So that the copy matches the original, retype each line of the material below exactly.
# # # #
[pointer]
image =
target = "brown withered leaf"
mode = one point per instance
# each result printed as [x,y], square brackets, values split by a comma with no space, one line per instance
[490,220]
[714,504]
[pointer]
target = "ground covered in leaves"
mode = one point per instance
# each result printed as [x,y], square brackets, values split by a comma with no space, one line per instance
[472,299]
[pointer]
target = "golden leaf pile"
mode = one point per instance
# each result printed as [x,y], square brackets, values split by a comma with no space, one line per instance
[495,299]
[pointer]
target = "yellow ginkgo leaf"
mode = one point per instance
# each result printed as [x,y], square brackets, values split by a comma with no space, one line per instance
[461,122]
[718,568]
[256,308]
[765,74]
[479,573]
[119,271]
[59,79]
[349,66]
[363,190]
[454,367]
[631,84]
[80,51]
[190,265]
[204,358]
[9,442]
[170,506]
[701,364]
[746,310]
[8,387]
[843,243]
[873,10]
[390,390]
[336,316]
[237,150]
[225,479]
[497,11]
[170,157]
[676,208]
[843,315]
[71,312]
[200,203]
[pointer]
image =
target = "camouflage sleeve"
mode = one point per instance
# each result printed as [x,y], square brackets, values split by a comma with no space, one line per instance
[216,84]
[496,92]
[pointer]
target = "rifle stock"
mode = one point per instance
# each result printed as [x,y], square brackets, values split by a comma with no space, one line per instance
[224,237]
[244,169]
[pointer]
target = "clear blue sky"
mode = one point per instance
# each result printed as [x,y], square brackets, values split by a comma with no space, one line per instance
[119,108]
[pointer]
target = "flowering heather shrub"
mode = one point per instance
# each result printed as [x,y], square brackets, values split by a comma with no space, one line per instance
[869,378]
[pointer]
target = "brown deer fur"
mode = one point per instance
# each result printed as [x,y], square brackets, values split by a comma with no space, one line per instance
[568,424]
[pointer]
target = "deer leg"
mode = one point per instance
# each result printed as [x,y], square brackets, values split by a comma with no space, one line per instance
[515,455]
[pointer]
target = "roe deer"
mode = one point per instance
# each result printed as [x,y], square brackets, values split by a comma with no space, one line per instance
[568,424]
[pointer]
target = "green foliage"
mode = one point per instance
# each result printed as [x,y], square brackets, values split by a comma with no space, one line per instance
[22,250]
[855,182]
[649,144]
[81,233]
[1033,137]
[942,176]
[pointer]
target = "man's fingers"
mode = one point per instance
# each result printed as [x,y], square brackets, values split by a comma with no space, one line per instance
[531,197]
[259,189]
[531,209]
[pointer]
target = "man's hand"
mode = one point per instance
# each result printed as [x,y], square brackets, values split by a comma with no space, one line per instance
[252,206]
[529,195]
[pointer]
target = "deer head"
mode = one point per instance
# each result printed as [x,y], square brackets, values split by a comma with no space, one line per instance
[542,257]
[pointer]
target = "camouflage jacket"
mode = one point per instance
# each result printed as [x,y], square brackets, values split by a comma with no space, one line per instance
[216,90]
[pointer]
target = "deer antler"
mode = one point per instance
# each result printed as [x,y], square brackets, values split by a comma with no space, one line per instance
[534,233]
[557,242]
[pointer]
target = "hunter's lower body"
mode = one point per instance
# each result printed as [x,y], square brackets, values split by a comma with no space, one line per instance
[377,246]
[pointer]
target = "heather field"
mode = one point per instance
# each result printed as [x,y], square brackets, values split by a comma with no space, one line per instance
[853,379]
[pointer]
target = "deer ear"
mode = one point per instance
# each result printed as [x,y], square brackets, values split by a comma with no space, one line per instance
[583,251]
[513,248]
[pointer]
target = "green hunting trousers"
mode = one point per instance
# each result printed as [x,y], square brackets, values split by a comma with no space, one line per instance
# # # #
__Solution below__:
[pointer]
image =
target = "brown withered leaf"
mode = one point per instance
# each result printed as [x,y], square brackets, values split by a comma with no space, one line per instance
[490,220]
[714,504]
[pointer]
target = "ground covered in leaves"
mode = one point per instance
# each result printed as [x,y], square brackets, values split by a comma with no space, one line per instance
[472,299]
[pointer]
target = "golden leaf pile"
mode = one point per instance
# each result printed as [x,y], square brackets, values split by a comma with no space, one line per instance
[495,299]
[pointer]
target = "yellow ginkgo leaf"
mode = one point per instance
# each result printed as [x,y], square brackets, values split by a comma with no space, one line per instance
[461,122]
[718,568]
[256,308]
[765,74]
[479,573]
[119,271]
[59,79]
[349,66]
[363,190]
[454,367]
[631,84]
[80,51]
[190,265]
[204,358]
[9,442]
[170,506]
[701,364]
[746,310]
[8,387]
[843,243]
[873,10]
[390,390]
[336,316]
[237,150]
[225,479]
[497,11]
[170,157]
[676,208]
[843,315]
[71,312]
[200,203]
[pointer]
image =
target = "camouflage sleeve"
mode = one point per instance
# each result printed as [x,y], square brackets, values split by a comma with no space, one line per instance
[216,84]
[496,92]
[pointer]
target = "rifle stock"
mode = one point per instance
# each result printed as [x,y], square brackets, values split by a comma with no space, one line per instance
[224,237]
[244,169]
[pointer]
target = "clear blue sky"
mode = one point per instance
# each result printed as [x,y], square brackets, values split by a comma with no space, one line per instance
[119,108]
[pointer]
target = "flowering heather shrub"
mode = one point per instance
# each result printed as [x,y], square brackets, values split by a comma with no space, one line per instance
[869,378]
[pointer]
target = "brown deer fur"
mode = one point per instance
# each result printed as [x,y], square brackets, values split by a comma with no space, one line per instance
[568,424]
[pointer]
target = "deer leg"
mode = one point per instance
# each result printed as [x,y], square brackets, values split by a comma with no space, one line per instance
[515,455]
[pointer]
target = "roe deer"
mode = one point per instance
# each result printed as [x,y], square brackets, values split by a comma with no space, one line per instance
[568,424]
[pointer]
target = "green foliage"
mode = one point per instance
# each result printed as [x,y], square brackets, values split by a comma with no space, one line per instance
[22,250]
[855,182]
[649,144]
[81,233]
[1033,137]
[942,176]
[pointer]
target = "man's fingers"
mode = one point per instance
# each result printed as [x,y], square brackets, values split by a comma with no space, one line per instance
[531,197]
[259,189]
[531,209]
[pointer]
target = "man's hand"
mode = one point per instance
# each result printed as [x,y], square brackets, values split by a comma with no space, one line per instance
[252,206]
[529,195]
[pointer]
target = "deer head"
mode = one point per instance
# each result printed as [x,y], square brackets, values split by a comma with no space, one line per instance
[542,257]
[pointer]
target = "camouflage jacket"
mode = one point per instance
# each result printed as [x,y], square brackets, values split by a comma with no space, one line per instance
[216,90]
[pointer]
target = "deer antler"
mode = one point per instance
# each result printed as [x,y], square brackets, values split by a comma with no space, one line per instance
[534,233]
[557,242]
[pointer]
target = "hunter's lower body"
mode = one point per instance
# each result printed as [x,y], square brackets, values split by a comma with no space, one line per instance
[377,246]
[pointer]
target = "heather field"
mode = one point per instance
# each result printed as [x,y], square brackets, values split by a comma with no space, one line per instance
[853,379]
[pointer]
target = "deer ear"
mode = one point per instance
# each result printed as [x,y], square brackets, values split by a comma with no space, one line per instance
[583,251]
[513,248]
[pointer]
target = "green hunting trousers"
mode = one point per instance
# each result printed as [x,y], square brackets, values split by a comma with no space, one line per instance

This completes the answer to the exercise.